*Excerpts from point annotation data*:
-- Begin --

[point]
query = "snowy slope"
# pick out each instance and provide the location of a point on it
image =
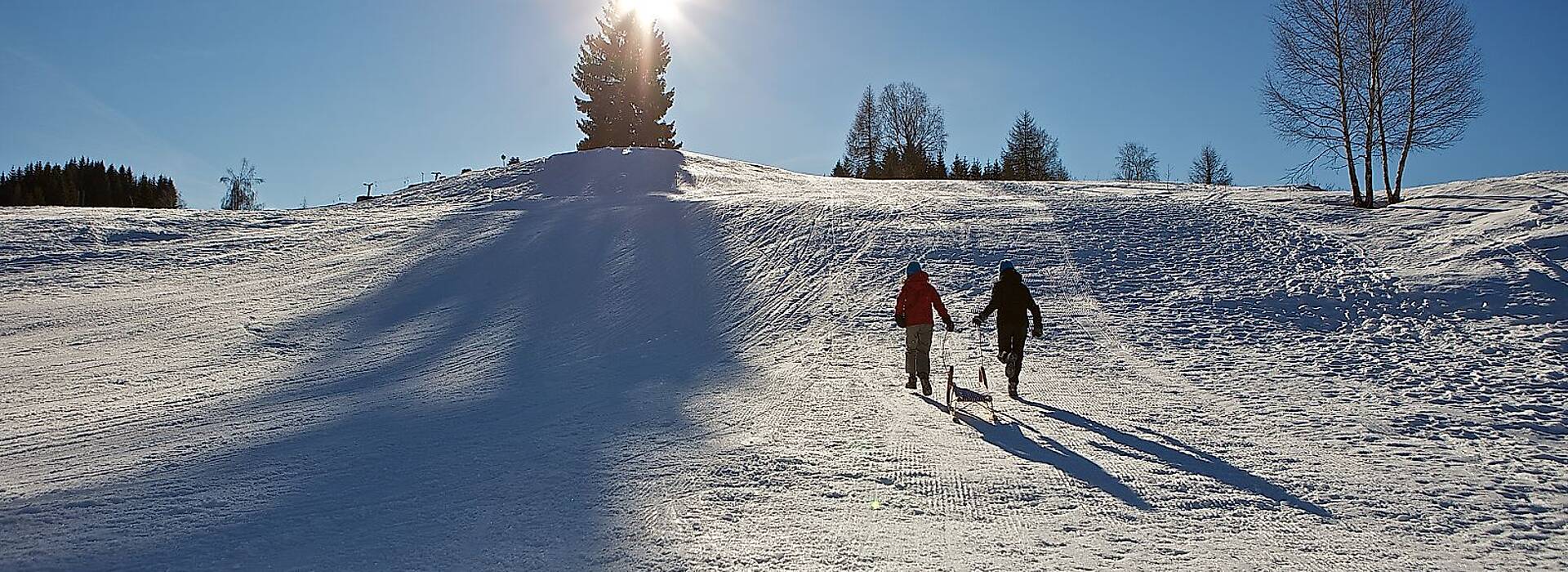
(671, 361)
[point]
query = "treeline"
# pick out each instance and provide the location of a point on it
(901, 135)
(85, 182)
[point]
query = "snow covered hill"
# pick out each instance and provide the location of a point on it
(673, 361)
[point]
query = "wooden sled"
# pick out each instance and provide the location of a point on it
(957, 397)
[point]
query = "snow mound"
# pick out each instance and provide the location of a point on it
(604, 174)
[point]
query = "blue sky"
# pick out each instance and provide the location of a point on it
(327, 95)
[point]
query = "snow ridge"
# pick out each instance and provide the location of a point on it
(637, 358)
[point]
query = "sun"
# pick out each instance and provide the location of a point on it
(662, 11)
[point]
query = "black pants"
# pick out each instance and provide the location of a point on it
(1010, 341)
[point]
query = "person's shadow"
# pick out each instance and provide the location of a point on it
(1010, 438)
(1179, 455)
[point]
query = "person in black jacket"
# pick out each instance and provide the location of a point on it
(1010, 298)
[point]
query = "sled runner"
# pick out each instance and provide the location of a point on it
(957, 397)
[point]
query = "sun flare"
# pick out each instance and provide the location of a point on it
(662, 11)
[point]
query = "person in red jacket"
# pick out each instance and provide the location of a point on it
(913, 312)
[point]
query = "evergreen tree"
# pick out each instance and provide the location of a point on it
(841, 172)
(937, 167)
(1031, 154)
(621, 71)
(83, 182)
(866, 138)
(993, 172)
(1209, 168)
(891, 167)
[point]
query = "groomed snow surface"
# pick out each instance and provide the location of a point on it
(651, 360)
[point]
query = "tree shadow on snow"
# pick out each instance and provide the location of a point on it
(1183, 457)
(470, 413)
(1012, 439)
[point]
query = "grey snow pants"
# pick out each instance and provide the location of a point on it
(918, 350)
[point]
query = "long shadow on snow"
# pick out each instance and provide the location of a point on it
(519, 364)
(1181, 457)
(1012, 439)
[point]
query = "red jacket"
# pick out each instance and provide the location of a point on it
(916, 300)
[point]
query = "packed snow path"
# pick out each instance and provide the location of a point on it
(659, 360)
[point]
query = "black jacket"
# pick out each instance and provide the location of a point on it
(1010, 298)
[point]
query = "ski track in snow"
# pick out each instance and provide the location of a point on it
(670, 361)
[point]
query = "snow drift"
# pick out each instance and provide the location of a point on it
(664, 360)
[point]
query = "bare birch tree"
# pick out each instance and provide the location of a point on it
(1308, 97)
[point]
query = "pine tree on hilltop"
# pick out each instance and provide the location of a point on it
(1209, 168)
(621, 71)
(1031, 154)
(862, 146)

-- End --

Images do not belong in the copy; reproduce all other parts of the records above verbatim.

[point]
query = "snowy slope"
# pick out each instance and provide the location of a point on it
image =
(671, 361)
[point]
query = "treeline"
# pick out each instance and provide the location of a point on it
(901, 135)
(85, 182)
[point]
query = "snow covered hill"
# pick out each instance and provide the location of a point on it
(673, 361)
[point]
query = "wooden sled"
# pick out each instance and provide the location of a point on it
(957, 397)
[point]
query = "snow mound"
# pick out each instance and provide the location of a point on it
(604, 174)
[point]
query = "blue sky"
# pick out each instance and provide the location of a point on it
(327, 95)
[point]
query = "snow ridge"
# pick out each instance and provide the location of a point on it
(637, 358)
[point]
query = "sun"
# pick out each instance and provide the location of a point on it
(662, 11)
[point]
query = "black pants"
# pick out each instance and provide the location of a point on it
(1010, 341)
[point]
query = "person's shadow"
# pick out each instance and provide the location of a point on it
(1010, 438)
(1179, 455)
[point]
query = "person in black jacket"
# pick out each instance and provide the location of a point on it
(1010, 298)
[point]
query = "sled runner"
# pick out each instance and provide the location of a point on it
(957, 397)
[point]
query = "sun flare"
# pick out each instance and provide the location of a point on it
(662, 11)
[point]
query = "person in red jacket"
# pick out each instance and provide the location of a point on it
(913, 312)
[point]
query = "evergreen tree"
# pick out each instance and provide the location of a point on it
(841, 172)
(937, 167)
(1031, 154)
(621, 71)
(83, 182)
(866, 138)
(993, 172)
(1209, 168)
(891, 167)
[point]
query = "groomed snow surface"
# pick out each instance and provide the location of a point on it
(651, 360)
[point]
query = "tree shadow on snow"
# pick out each instance and provide the location of a point on it
(1183, 457)
(470, 413)
(1012, 439)
[point]
query = "grey snow pants"
# pick out each instance and provide the location of a point on it
(918, 350)
[point]
query = "long shadow on snow"
# pick out each instance and provide the location of a point on it
(519, 364)
(1181, 457)
(1012, 439)
[point]
query = "red jacket"
# pick out each instance and provide the location of a point on it
(916, 300)
[point]
query = "packed snow path"
# pick out each instance and provide the location of a point on it
(659, 360)
[point]
query = "black jacket"
# pick out each instance and provide the location of a point on it
(1010, 298)
[point]
query = "ski track in snow"
# pick out each instance and provide the location of a point on it
(670, 361)
[point]
query = "snow drift"
# pick out each instance and provide the location of a point on it
(664, 360)
[point]
query = "bare birch tree"
# pick out each instance and provide the location of a point on it
(1308, 97)
[point]
query = "pine tree on hilltop"
# pick out each instance and provide the location of a point on it
(1209, 168)
(621, 71)
(1031, 154)
(862, 146)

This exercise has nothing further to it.